- _Article_
────────────────
Comments on draft-ietf-idnabis-defs-10

John C Klensin klensin at jck.com
Mon Aug 31 08:06:20 CEST 2009



--On Monday, August 31, 2009 07:10 +0200 Patrik Fältström
<patrik at frobbit.se> wrote:

> 
> On 31 aug 2009, at 07.05, Patrik Fältström wrote:
> 
>> So, casefold of the ascii in the A-label only result in
>> casefold of the ascii in the U-label.
> 
> Ok, after a gulp of coffee, I see your point.
> 
> In the tables document we have the following:
> 
>> 2.5. LDH (E) E:
>> 
>>     cp is in {002D, 0030..0039, 0061..007A}
> 
> That make for example 'F' illegal in an U-label.
> 
> By changing this rule to the following, uppercase ASCII would
> be ok to have in an U-label.
────────────────
- _Written request 1_
Copy the message word for word, starting with "--On Monday, August" and going on through "in the U-label.".
The rows come from a source unrelated to the message above.
────────────────
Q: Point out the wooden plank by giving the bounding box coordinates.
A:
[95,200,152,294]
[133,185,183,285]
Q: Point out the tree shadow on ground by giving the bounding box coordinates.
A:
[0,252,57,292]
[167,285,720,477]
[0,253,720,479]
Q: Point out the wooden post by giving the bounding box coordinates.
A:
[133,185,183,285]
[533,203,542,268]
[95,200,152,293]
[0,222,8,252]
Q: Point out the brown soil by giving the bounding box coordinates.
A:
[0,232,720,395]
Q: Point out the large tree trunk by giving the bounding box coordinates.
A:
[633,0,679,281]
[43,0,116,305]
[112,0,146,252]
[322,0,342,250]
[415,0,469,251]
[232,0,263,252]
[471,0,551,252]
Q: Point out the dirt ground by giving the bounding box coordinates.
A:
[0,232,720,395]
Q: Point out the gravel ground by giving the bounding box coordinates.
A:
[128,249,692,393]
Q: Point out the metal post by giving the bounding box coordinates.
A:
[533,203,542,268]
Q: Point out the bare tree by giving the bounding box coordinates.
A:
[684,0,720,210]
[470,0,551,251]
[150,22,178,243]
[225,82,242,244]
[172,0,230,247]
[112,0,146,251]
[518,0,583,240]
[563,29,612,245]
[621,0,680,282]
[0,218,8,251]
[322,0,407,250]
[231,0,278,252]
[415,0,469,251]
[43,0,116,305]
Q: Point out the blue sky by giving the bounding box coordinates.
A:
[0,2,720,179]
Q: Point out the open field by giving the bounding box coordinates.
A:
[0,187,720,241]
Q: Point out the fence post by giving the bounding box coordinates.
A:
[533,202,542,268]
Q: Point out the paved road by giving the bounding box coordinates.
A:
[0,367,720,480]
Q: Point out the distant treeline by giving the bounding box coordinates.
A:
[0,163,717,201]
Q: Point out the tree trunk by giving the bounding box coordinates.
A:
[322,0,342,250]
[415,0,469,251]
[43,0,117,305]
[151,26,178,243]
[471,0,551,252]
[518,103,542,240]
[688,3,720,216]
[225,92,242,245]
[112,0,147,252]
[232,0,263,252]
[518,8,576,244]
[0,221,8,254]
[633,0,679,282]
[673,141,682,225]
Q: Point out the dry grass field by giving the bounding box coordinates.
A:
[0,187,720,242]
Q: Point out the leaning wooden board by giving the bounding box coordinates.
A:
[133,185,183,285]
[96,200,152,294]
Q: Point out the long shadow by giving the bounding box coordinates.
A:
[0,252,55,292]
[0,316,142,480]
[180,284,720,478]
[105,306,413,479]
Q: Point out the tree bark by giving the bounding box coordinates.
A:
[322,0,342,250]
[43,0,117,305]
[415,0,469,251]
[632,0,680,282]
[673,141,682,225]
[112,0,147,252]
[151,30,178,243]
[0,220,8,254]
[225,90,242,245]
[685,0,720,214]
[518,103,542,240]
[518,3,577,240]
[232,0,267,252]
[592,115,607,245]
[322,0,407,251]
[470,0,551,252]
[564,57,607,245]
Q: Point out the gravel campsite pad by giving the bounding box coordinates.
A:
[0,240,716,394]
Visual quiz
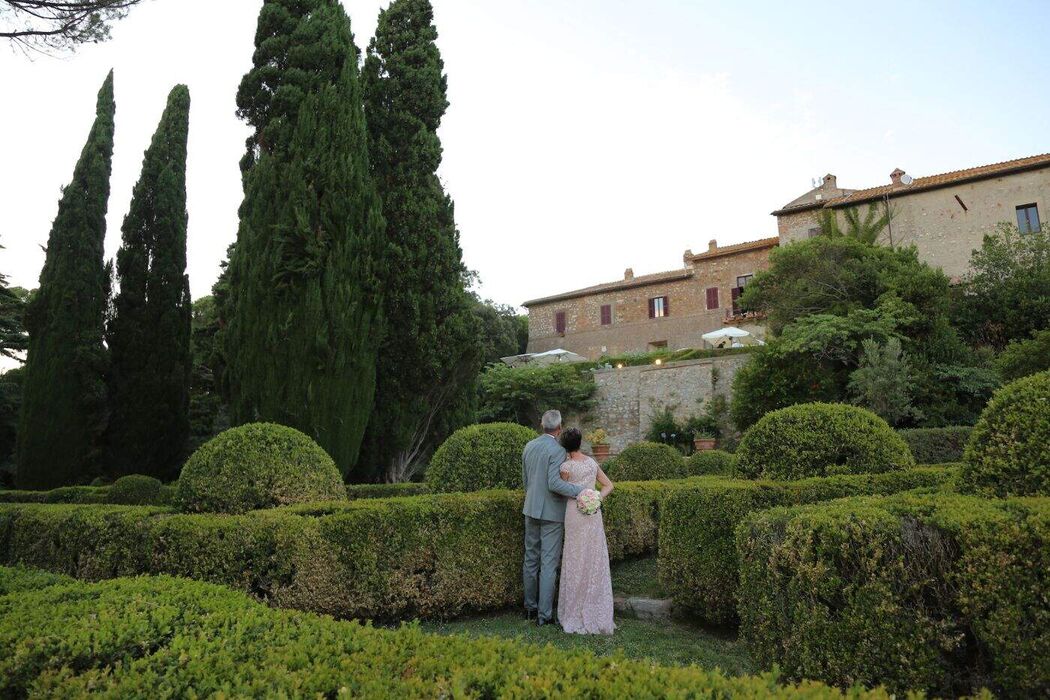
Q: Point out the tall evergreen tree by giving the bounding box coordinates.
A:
[106,85,192,478]
[362,0,480,481]
[0,246,29,360]
[224,0,385,475]
[18,71,116,488]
────────────────
- _Written request 2_
In the rows, rewrite the lines starting with the line with "Q: Point out the distant" and going on through the line with "[0,163,717,201]". Replace "treeline" with "tree line", change nothing else, and give only those lines.

- _Correct result 1_
--On Monday, August 31, 2009 07:10 +0200 Patrik Fältström
<patrik at frobbit.se> wrote:

> 
> On 31 aug 2009, at 07.05, Patrik Fältström wrote:
> 
>> So, casefold of the ascii in the A-label only result in
>> casefold of the ascii in the U-label.

- _Correct result 2_
Q: Point out the distant tree line by giving the bounding box coordinates.
A:
[0,163,717,201]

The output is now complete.